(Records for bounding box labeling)
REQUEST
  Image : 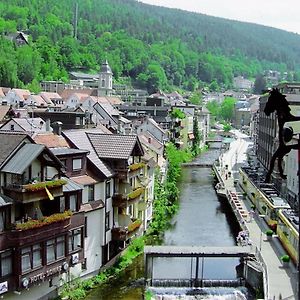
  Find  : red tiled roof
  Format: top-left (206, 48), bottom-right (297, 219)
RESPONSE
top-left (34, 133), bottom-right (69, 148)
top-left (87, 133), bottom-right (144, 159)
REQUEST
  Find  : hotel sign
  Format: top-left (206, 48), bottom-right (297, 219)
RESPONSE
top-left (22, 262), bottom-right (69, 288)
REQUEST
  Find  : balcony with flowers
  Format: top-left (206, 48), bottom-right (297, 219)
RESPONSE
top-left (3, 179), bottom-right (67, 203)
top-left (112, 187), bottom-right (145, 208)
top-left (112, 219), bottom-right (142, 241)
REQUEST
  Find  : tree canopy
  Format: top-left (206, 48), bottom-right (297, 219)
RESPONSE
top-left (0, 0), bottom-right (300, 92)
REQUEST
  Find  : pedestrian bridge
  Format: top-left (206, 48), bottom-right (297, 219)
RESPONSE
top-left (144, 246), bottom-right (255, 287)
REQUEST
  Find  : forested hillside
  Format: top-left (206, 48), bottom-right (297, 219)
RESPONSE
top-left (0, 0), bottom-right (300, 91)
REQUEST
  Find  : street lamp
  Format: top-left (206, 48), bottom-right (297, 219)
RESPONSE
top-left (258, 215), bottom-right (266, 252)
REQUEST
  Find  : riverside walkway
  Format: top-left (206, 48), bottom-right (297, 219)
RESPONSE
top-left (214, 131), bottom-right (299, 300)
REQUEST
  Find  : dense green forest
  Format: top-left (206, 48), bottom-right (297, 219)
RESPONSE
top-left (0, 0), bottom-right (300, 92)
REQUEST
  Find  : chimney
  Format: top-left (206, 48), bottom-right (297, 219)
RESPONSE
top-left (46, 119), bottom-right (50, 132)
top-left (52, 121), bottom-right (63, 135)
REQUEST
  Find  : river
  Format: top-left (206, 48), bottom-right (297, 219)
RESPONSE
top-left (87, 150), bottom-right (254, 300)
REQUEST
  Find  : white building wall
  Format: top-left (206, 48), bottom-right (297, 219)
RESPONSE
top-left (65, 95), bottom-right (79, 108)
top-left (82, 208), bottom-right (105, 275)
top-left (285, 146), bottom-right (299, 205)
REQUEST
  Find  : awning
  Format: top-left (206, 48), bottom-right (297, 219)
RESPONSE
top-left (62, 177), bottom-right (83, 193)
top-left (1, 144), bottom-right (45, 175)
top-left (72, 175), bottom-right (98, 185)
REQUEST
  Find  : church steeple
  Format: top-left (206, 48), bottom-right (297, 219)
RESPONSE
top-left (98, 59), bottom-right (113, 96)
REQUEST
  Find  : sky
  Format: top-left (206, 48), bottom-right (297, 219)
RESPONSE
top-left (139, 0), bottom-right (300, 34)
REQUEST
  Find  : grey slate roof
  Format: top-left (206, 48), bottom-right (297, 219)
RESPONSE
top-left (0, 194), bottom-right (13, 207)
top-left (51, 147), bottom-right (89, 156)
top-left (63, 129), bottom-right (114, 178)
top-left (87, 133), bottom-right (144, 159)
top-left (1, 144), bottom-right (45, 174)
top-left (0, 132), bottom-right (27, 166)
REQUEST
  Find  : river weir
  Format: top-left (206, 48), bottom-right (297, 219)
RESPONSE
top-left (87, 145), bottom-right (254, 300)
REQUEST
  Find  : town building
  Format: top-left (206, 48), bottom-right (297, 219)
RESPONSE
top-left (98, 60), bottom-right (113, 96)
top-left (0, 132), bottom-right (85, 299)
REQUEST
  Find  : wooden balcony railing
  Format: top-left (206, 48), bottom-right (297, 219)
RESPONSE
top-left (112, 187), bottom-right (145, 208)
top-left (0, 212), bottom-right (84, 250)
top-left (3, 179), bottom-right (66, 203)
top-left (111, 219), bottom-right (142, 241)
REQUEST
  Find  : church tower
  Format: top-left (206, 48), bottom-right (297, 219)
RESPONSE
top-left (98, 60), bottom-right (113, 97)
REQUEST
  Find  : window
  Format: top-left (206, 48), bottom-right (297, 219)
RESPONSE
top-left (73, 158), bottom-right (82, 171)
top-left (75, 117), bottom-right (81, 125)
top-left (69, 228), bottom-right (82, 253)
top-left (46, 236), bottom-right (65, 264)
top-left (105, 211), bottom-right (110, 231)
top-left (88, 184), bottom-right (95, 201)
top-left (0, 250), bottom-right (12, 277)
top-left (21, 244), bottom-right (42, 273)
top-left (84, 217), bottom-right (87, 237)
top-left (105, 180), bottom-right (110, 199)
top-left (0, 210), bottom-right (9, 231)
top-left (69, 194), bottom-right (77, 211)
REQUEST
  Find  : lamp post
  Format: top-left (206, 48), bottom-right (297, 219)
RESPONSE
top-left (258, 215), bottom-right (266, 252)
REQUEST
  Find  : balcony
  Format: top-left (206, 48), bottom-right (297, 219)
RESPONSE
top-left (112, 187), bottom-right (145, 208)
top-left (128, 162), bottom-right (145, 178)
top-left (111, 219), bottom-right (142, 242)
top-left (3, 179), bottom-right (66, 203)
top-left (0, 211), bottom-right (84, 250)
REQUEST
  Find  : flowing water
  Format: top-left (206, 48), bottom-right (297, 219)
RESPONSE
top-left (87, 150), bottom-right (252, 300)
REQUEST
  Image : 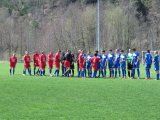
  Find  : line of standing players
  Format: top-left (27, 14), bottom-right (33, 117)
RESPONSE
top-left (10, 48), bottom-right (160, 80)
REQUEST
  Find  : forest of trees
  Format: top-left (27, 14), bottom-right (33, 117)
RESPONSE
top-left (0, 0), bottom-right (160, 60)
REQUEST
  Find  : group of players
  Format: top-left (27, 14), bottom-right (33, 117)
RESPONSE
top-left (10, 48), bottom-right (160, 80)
---
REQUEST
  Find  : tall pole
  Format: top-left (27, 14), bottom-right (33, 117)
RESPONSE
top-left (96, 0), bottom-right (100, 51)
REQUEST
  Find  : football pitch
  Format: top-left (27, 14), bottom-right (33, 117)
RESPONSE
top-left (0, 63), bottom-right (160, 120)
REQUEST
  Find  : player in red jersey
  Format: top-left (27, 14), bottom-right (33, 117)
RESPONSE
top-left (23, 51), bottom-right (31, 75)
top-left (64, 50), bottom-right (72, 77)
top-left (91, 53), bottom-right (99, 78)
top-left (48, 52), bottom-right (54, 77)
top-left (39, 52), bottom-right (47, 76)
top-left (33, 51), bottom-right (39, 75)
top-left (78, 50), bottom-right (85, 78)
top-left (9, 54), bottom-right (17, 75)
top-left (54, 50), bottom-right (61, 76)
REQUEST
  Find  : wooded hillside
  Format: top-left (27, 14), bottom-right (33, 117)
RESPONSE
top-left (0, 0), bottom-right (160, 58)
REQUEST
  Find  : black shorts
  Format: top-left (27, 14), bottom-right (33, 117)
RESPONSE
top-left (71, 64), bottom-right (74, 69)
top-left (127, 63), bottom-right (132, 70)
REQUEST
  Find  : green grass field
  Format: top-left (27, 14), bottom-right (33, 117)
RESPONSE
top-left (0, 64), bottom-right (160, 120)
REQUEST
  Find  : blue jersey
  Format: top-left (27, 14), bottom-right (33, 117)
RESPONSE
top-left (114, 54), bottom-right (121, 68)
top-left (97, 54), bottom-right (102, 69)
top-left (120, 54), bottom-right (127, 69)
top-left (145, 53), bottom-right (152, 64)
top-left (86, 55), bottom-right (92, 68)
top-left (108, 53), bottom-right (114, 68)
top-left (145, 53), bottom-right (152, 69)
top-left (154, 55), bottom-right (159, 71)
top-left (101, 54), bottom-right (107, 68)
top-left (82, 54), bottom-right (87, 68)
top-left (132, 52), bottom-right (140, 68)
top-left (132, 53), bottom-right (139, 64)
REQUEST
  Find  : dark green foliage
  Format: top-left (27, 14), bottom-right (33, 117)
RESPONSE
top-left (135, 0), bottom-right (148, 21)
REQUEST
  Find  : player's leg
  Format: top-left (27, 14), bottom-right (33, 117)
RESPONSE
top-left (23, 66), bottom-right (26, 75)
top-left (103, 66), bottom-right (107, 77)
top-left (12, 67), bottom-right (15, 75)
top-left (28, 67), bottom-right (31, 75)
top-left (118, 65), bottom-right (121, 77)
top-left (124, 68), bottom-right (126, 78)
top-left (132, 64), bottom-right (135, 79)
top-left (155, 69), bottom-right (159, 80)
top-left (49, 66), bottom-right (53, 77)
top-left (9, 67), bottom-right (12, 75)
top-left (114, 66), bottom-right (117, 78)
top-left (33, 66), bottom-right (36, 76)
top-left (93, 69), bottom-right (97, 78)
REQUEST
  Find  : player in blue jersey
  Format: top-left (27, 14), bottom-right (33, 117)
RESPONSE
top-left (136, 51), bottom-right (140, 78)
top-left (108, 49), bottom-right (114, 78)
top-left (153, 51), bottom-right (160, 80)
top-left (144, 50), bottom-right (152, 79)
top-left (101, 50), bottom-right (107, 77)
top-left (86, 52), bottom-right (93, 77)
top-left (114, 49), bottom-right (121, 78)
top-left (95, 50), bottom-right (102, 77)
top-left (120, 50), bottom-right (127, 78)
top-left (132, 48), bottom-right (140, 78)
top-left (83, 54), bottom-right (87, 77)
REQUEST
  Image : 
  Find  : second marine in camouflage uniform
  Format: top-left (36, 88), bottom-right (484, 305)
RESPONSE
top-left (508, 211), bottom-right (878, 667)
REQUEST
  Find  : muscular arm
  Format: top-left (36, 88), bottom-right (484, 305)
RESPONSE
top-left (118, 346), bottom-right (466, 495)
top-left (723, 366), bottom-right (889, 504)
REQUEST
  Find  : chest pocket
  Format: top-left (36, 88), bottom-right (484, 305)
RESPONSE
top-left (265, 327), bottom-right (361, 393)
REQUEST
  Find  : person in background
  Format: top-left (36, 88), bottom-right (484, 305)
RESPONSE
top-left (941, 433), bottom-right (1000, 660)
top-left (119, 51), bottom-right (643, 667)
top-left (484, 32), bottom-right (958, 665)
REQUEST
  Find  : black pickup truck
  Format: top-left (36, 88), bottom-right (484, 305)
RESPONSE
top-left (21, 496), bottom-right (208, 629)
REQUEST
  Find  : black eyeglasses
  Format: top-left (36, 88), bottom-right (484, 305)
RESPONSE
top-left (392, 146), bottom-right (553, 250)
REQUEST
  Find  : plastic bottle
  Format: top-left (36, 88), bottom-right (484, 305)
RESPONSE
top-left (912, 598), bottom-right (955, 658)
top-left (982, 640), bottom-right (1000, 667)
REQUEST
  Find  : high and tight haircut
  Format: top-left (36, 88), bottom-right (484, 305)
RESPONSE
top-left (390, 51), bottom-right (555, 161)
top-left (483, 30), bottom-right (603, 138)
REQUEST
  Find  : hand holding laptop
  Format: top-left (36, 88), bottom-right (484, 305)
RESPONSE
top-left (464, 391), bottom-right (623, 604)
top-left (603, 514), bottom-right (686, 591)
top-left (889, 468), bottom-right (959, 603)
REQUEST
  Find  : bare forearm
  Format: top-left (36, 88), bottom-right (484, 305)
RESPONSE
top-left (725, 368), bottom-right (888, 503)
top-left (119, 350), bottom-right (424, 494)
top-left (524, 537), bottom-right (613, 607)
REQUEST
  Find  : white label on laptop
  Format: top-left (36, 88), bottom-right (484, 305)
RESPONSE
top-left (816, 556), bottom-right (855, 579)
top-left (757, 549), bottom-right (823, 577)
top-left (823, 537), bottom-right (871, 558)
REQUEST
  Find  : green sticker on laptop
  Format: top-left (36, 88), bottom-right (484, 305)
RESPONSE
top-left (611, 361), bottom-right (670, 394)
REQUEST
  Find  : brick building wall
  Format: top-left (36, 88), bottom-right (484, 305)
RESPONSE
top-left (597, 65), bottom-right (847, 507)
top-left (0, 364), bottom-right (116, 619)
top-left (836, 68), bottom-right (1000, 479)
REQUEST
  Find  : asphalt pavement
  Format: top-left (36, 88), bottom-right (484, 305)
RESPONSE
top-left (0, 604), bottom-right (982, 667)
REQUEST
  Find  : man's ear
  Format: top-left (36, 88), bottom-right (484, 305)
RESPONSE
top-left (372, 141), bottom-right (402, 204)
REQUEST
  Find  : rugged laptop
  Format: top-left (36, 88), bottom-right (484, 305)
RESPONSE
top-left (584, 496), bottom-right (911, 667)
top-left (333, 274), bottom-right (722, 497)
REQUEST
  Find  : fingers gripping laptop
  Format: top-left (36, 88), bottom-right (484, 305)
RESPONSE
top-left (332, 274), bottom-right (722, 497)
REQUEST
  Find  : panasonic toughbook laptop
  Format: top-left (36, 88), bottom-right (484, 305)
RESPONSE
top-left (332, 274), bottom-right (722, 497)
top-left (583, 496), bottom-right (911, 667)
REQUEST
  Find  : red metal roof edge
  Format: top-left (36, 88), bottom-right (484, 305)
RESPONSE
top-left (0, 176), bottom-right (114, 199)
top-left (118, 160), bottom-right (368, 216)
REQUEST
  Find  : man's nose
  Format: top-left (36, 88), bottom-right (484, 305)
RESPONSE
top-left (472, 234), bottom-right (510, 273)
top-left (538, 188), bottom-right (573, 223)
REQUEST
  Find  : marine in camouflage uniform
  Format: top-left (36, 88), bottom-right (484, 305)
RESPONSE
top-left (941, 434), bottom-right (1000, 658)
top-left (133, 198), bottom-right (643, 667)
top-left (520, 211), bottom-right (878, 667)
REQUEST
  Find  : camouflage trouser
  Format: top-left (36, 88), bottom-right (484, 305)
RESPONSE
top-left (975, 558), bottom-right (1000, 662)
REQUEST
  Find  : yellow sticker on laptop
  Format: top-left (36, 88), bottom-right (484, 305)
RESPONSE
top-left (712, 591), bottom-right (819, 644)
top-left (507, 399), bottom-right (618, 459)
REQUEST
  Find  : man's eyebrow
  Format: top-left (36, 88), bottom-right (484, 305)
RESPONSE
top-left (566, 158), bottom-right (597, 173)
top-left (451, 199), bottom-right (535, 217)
* * *
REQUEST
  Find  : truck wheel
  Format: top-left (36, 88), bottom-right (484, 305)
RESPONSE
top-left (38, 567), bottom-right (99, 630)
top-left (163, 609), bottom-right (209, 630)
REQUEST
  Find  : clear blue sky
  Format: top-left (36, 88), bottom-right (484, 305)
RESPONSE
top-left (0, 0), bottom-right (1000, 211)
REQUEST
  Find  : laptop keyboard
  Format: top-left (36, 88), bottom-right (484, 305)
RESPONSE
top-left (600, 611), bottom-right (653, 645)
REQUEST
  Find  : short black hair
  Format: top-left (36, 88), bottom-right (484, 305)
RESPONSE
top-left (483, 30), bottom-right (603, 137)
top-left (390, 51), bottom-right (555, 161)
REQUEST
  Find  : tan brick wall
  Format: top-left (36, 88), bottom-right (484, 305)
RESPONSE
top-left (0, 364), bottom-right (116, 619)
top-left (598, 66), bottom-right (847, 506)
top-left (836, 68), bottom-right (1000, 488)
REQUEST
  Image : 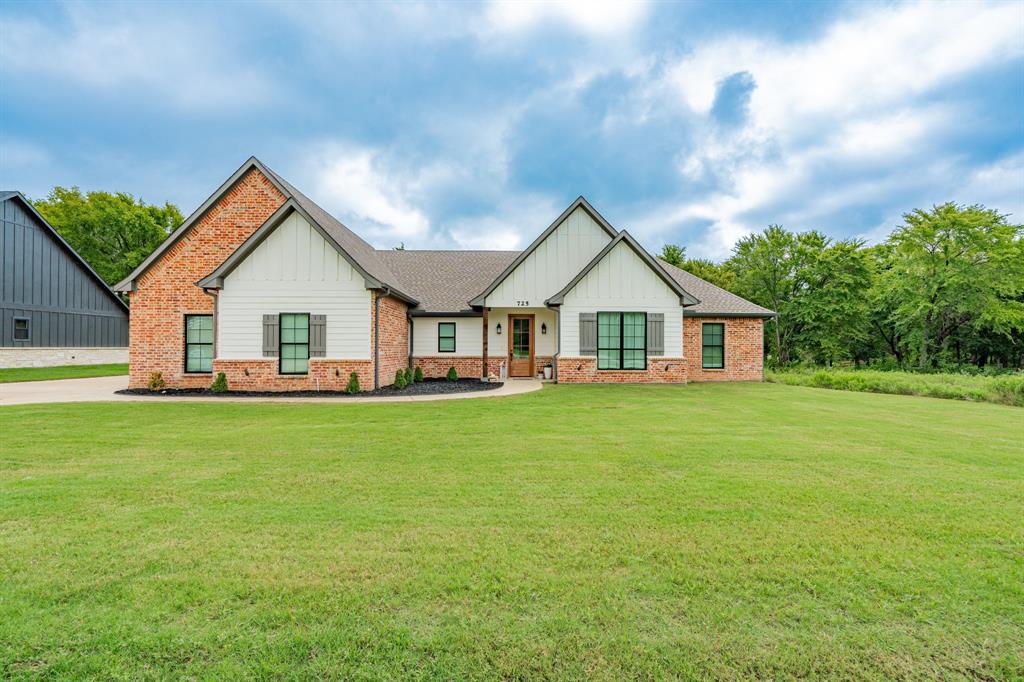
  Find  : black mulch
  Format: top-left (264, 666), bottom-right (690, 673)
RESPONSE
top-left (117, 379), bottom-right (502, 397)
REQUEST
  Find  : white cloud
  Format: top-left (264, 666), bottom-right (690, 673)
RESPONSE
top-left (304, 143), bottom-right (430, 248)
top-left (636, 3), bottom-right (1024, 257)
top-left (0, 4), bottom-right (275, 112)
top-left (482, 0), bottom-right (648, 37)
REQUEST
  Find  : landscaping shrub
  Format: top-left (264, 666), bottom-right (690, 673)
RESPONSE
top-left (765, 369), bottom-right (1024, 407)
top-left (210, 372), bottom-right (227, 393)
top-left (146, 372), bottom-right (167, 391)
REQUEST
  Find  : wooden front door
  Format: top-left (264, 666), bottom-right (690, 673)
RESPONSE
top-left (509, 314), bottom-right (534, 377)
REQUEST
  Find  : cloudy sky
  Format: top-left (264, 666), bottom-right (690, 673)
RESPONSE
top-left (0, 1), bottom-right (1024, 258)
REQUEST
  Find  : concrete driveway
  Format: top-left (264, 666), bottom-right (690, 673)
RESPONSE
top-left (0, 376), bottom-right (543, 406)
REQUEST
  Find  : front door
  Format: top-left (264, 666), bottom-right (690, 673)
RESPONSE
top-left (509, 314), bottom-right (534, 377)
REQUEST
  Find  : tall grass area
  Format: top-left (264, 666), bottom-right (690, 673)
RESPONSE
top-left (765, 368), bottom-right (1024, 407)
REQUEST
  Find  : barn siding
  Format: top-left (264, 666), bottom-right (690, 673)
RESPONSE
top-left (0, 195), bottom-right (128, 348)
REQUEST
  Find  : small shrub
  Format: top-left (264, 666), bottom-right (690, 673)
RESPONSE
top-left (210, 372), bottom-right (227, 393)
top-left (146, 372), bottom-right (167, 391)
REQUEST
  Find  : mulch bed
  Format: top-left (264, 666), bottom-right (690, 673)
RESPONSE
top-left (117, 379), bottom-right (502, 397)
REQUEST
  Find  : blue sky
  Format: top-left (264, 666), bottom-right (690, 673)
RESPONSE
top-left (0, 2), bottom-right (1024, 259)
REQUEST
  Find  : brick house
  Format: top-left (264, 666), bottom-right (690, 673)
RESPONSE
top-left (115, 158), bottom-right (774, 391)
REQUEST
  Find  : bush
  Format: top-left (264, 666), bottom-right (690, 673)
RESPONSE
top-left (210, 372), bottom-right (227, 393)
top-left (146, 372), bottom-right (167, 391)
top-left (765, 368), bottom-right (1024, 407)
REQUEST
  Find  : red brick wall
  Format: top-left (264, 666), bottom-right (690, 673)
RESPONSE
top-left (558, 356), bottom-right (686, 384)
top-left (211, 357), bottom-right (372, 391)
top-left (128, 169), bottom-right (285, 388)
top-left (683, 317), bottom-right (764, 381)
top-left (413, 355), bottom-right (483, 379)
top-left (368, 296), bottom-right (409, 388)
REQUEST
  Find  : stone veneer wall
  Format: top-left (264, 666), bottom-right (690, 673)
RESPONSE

● THE REQUEST: Gather every line from the records above that contains the word "players", and treat case as significant.

● FINISHED EXERCISE:
  Find  : line of standing players
  Find  : group of players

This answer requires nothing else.